▶ [Point localization data]:
***
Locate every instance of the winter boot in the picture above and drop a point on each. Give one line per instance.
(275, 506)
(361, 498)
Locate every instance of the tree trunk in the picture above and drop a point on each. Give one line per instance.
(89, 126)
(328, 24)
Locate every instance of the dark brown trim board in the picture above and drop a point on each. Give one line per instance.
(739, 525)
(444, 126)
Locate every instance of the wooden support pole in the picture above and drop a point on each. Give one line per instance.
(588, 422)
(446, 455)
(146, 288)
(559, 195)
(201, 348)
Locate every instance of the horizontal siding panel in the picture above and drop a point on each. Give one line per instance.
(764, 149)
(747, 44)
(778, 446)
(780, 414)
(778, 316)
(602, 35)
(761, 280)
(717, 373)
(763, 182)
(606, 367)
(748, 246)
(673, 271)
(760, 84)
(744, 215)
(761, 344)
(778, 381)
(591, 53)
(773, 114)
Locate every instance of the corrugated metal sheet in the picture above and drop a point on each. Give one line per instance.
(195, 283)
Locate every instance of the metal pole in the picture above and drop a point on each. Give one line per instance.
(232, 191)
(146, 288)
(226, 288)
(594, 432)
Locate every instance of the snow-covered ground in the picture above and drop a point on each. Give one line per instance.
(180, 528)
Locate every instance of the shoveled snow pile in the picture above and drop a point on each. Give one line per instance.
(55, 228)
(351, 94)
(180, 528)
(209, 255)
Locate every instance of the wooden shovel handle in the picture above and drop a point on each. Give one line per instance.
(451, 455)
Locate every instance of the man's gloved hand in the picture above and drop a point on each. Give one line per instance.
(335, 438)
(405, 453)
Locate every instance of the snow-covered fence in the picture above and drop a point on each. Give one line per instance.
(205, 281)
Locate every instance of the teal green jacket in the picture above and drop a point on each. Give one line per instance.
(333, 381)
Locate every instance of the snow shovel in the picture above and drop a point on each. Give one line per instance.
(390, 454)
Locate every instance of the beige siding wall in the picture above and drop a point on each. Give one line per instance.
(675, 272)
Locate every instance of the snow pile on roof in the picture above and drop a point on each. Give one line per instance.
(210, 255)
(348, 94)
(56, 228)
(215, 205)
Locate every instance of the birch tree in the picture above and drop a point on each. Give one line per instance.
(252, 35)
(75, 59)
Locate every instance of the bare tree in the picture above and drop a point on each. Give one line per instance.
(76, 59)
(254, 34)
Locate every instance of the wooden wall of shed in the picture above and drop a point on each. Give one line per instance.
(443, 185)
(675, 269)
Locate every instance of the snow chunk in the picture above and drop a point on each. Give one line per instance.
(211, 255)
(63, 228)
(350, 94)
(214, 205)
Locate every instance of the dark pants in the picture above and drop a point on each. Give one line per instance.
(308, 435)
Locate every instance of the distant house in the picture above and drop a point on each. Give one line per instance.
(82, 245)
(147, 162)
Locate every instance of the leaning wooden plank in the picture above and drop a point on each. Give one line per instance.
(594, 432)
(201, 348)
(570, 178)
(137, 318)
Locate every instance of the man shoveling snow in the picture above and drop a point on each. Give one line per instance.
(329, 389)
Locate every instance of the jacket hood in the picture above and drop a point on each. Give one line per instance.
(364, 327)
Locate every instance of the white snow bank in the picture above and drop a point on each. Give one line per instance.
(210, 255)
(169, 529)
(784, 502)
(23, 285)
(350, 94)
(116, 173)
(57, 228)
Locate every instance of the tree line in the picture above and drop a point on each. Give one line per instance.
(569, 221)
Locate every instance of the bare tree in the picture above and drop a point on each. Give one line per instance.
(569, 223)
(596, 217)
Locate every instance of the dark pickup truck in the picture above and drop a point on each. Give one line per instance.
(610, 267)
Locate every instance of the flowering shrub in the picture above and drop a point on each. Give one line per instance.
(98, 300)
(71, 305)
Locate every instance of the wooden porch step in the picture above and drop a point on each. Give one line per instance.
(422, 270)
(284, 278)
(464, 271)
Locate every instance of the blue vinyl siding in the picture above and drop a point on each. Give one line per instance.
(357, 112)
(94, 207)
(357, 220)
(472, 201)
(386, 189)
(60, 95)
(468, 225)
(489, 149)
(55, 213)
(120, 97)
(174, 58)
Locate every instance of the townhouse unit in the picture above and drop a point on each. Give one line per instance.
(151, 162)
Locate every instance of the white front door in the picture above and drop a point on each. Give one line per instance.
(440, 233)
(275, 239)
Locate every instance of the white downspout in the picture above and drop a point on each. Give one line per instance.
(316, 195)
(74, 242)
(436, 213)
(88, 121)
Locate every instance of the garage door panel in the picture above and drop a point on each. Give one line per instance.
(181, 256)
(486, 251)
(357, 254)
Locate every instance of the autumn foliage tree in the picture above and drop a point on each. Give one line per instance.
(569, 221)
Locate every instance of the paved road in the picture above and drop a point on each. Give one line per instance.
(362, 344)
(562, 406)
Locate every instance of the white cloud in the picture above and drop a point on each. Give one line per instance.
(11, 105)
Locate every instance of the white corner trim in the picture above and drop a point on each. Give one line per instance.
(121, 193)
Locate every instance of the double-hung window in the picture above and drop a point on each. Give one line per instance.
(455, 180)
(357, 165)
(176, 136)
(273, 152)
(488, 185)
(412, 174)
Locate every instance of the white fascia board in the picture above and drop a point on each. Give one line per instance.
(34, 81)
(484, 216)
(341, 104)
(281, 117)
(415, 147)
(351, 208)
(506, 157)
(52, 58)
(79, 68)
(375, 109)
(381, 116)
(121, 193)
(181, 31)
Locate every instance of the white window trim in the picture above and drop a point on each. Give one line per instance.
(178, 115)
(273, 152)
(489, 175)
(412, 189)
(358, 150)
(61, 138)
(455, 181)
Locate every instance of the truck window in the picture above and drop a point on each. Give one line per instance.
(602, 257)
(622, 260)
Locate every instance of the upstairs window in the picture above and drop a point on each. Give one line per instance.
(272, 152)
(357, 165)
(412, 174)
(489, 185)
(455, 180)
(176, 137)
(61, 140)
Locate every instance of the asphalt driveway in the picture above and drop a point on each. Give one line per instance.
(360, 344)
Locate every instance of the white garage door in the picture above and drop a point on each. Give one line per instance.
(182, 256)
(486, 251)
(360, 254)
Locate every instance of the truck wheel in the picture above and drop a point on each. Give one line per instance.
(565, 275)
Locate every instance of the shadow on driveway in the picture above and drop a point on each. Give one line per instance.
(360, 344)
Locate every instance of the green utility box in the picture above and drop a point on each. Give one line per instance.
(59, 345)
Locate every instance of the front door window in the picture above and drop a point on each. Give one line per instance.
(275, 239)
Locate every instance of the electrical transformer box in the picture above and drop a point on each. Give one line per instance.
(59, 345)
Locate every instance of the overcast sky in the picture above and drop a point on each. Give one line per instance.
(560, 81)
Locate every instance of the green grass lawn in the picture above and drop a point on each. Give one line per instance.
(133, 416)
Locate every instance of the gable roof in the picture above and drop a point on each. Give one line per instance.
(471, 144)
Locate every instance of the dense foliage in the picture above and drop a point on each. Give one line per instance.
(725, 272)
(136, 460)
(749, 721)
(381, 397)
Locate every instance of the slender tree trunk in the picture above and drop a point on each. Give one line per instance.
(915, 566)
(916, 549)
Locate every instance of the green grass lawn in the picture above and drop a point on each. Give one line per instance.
***
Copy out each entry once more, character for character.

Locate every instance of the winter boot in the picture above and drop a point on each. Give one line per instance.
(275, 506)
(361, 498)
Locate every instance of the tree trunk in the picture above and drop a point on each. Give one line per instance.
(89, 126)
(328, 24)
Locate every instance of the dark brown trim board in the picture above and drop a point on each. Give one line per instance.
(739, 525)
(444, 126)
Locate every instance of the wooden support pole in the picture above and drop a point on each. Give one line per instance.
(588, 422)
(446, 455)
(146, 288)
(559, 195)
(201, 348)
Locate every instance of the horizontal siding panel in the picture above and drop a point on each. Give one line per instance.
(764, 149)
(747, 44)
(778, 446)
(780, 414)
(778, 316)
(602, 35)
(761, 280)
(717, 373)
(763, 182)
(606, 367)
(748, 246)
(673, 271)
(760, 84)
(744, 215)
(761, 344)
(778, 381)
(591, 53)
(773, 114)
Locate every instance of the corrugated metal sheet in the picture above and drop a point on each. Give one line per instance.
(195, 283)
Locate every instance of the metal pole in the picture above and drop a point on each. Give one line per instance.
(232, 191)
(146, 288)
(226, 288)
(594, 432)
Locate every instance of the snow-covered ground in the picture above and drop a point on each. Give one line per instance.
(180, 528)
Locate every instance of the shoveled snow pile in the picture above and drop a point on each. Give one line per instance.
(55, 228)
(351, 94)
(180, 528)
(209, 255)
Locate every instance of the wooden shovel handle in the picture above and drop a point on each. Give one line per instance.
(451, 455)
Locate every instance of the man's gloved hand in the picture above and drop a point on each. Give one line per instance.
(335, 438)
(405, 453)
Locate every instance of the snow-covered fence in the picture above and drop a point on each. Give one line per instance.
(205, 281)
Locate every instance of the teal green jacket in the picture above and drop a point on each. Give one line per instance.
(333, 381)
Locate every instance of the snow shovel in the picture above and drop a point on each. Give one line per instance.
(390, 454)
Locate every instance of the beige siding wall in the picture above and drop a point on each. Give one line per instance.
(675, 272)
Locate every instance of the snow pile on roof in the picture above and drop a point on each. Give one line per instance.
(210, 255)
(348, 94)
(56, 228)
(215, 205)
Locate every instance of the birch tree in the picture above and drop a point on each. Give one line per instance.
(252, 35)
(75, 59)
Locate every instance of the bare tree in the picture above and drop a point on each. Give one line per instance.
(76, 59)
(254, 34)
Locate every instance of the wooden wall of shed in the picture above and drop a point on each. Give one line per instance.
(443, 185)
(675, 269)
Locate every instance of the snow chunk in the picture above and drop a point on each. Give one line per instance.
(211, 255)
(63, 228)
(350, 94)
(214, 205)
Locate every instance of the dark pants in the picture above and drop a point on each. Give one line per instance.
(308, 435)
Locate every instance of the distant house in the picture above and drop a point on each. Give one line per instance.
(82, 245)
(147, 162)
Locate every instance of the leaning wooden plank in the picture above and drop a point on each. Give one line per instance.
(594, 432)
(201, 348)
(570, 178)
(137, 318)
Locate every instance of the man shoveling snow in the picture above and drop a point on each. Give one line per instance.
(329, 389)
Locate every instance of the jacket hood in the picture above and drop a point on each. Give one line per instance.
(364, 327)
Locate every instance of the white snow bank in the picture above and drop a point on each. Give one line per instance.
(210, 255)
(169, 529)
(784, 502)
(23, 285)
(350, 94)
(116, 173)
(57, 228)
Locate every instance of the tree line in the picture above and drop a point on each. Give one line per instance.
(569, 221)
Locate every instance of the bare tree in the picture above and drop a point on each. Give one line per instance.
(569, 223)
(596, 217)
Locate every instance of the dark pickup truck in the picture above and drop a point on each. Give one line per instance.
(610, 267)
Locate every instance of the flowering shrub in the picture above and drop a point on each. Give one line per instance.
(98, 300)
(71, 305)
Locate every instance of the wooden porch step in the picture above and drop a point on each. Give one line per instance.
(422, 270)
(284, 278)
(464, 271)
Locate every instance of the blue vinyl siding in the picture above and drop a point on each. Give one line per instance.
(357, 112)
(94, 207)
(357, 220)
(472, 201)
(386, 189)
(60, 95)
(468, 225)
(489, 149)
(55, 213)
(120, 97)
(174, 58)
Locate every instance of the townhouse unit in the picture above and drop a point on each. Give one line per instance.
(151, 162)
Locate every instance of the white front door in the picture above and drop a point on each. Give one line per instance.
(440, 233)
(275, 239)
Locate every instance of the white downspout in the picture above and drop a point on each. Give one line per instance.
(316, 195)
(74, 242)
(436, 213)
(88, 121)
Locate every instance of the garage door panel in the picture above and drop a point on each. Give one line per instance.
(181, 256)
(486, 251)
(357, 254)
Locate every instance of the autumn foliage tree in the picture above and drop a point on each. Give one line per instance.
(569, 221)
Locate every instance of the paved road in the picture above and drop a point on each. Give one line per instance.
(362, 344)
(562, 406)
Locate every instance of the white cloud in the picture above and drop a point on each. Give one line per instance.
(11, 105)
Locate every instance of the white corner trim in the picture above and drop a point on each. Give one line per instance.
(121, 193)
Locate every instance of the double-hung window in the picture above and drop a point on each. Give one line per instance.
(455, 180)
(357, 165)
(176, 136)
(273, 152)
(488, 185)
(412, 174)
Locate every instance of the white fascia board in the picture above and drop a point on each. Give one line per instance.
(34, 81)
(484, 216)
(341, 104)
(281, 117)
(415, 147)
(351, 208)
(506, 157)
(52, 58)
(79, 68)
(375, 109)
(381, 116)
(121, 193)
(181, 31)
Locate every instance of the white window trim in the picture above and drop a point on each. Give one line per instance.
(178, 115)
(273, 152)
(489, 175)
(412, 189)
(358, 150)
(61, 138)
(455, 181)
Locate every instance of the truck window in the picture above and drop a point on each. Give one line per instance.
(602, 257)
(622, 260)
Locate every instance of the upstairs window in the picture above and drop a point on each. Give one line per instance.
(272, 152)
(357, 165)
(412, 174)
(489, 185)
(455, 180)
(176, 137)
(61, 140)
Locate every instance of the asphalt driveway in the picture above and drop a point on each. Give one line per instance.
(360, 344)
Locate every instance of the white garage door in the picture above and drop a point on each. Give one line per instance.
(182, 256)
(486, 251)
(360, 254)
Locate every instance of the truck wheel in the picture above and drop a point on each. Give one line per instance.
(565, 275)
Locate every instance of the shadow on driveway in the picture above and drop a point on each. Give one line per instance.
(360, 344)
Locate every instance of the green utility box in the picture above and drop a point on each. Give one line per instance.
(59, 345)
Locate every instance of the front door window in the picture above and drop a point on each. Give one line per instance.
(275, 239)
Locate every instance of the electrical transformer box in the picture above and drop a point on each. Give one line per instance.
(59, 345)
Locate every instance of the overcast sky in the picture above and drop a point on each. Give one line per instance.
(560, 81)
Locate every instance of the green grass lawn in the picture above and drop a point on each. Give one line per instance.
(133, 416)
Locate every instance of the gable roof in the picture above and drop a point on each. Give one line per instance.
(471, 144)
Locate every instance of the dense foliage in the picture above and drop a point on each. Give one line per instance.
(725, 272)
(136, 460)
(749, 721)
(381, 397)
Locate every instance of the slender tree trunk in the picture above and drop a point on each. Give one line per instance.
(915, 566)
(916, 549)
Locate every instance of the green grass lawn in the picture above and drop a point on each. Give one line per instance.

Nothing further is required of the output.